- _Consignes de l'exercice_:
a. D'après le texte sur la langue créole, quel anniversaire de la Journée internationale de la langue créole est célébré cette année ?
b. Poursuivez le récit de la table ronde sur la langue créole à la suite de sa dernière phrase.

- _Page_:
━━━━━━

Ce jour là, nous nous rendons à une table ronde autour de la Journée Internationale de la langue et de la culture Créole. Effectivement, nous fêtons cette année les trente-quatre ans de la journée internationale de la langue Créole. Ce fut l’occasion de partager ensemble entre créoles de l’océan indien, des caraïbes ou même de Guyane une langue pareil à un sang mêlé et l’un des protagonistes animant cette table ronde a d’ailleurs fait remarquer qu’un anglais et un français peuvent avoir du mal à se comprendre. Cependant un créole de la Martinique n’aura pas de mal à comprendre celui de l’île Maurice ou de la Réunion. Pourquoi ?
Tout simplement parce que la langue créole prend ces racines dans l’usage du Français, de l’anglais, de l’espagnol et du portugais et comme le précise Aimé Césaire :
« Comment peut-on comprendre la langue martiniquaise, la vraie langue martiniquaise, le créole si on ne tient pas compte du fait que c’est une langue qui a été formée avec des mots français ou avec des débris de mots français mais qui a été restituée par des gosiers selon les règles implacables de la phonétique Africaine ».
Une phonétique qui selon moi rend les mots encore plus mélodieux. Je dirais que le créole est une fête où les mots et les intonations virevoltent. Elle est joyeuse et nous sommes dix millions de créoles à la faire vivre.
Lors de cette table ronde beaucoup de questions sont soulevées. L’animateur de cette discussion évoquent les préoccupations communes à tant de créoles : Dans le passé, était-il bien vu de parler créole ? Le créole à l’école ? Le créole et la reconnaissance de la classe politique ? À quand les premières prises de conscience d’une différence entre créole et Français ?

━━━━━━

- _Extrait des données_:

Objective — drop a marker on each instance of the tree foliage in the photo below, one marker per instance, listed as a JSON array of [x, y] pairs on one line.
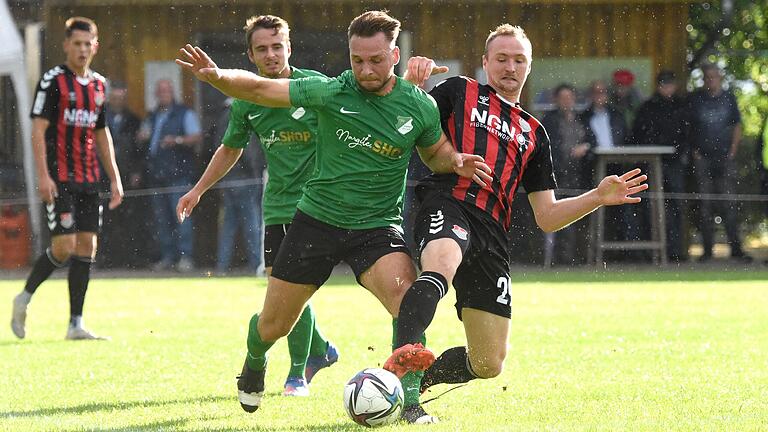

━━━━━━

- _Les réponses_:
a. Le trente-quatrième anniversaire.

b.
Le représentant de la langue martiniquaise livre son témoignage authentique; étant enfant, sa mère qui elle même parlait créole ne voulait pas qu’il s’exprime dans sa langue maternelle. En Martinique, à l’île Maurice ou à la Réunion, la langue créole était vue comme la langue des gens de la rue, des paysans. La première impression étant toujours déterminante : on pourrait même penser que dans les années 1960, le créole était la langue de l’analphabète, de l’ignorant pour une élite politique ou pour une classe sociale supérieure. Je n’entrerais pas dans un schéma inspiré du marxisme (Humour) où la lutte des classes dominent nos sociétés mais je me demande si la pratique du créole était-elle aussi assimilable à cette lutte des classes ?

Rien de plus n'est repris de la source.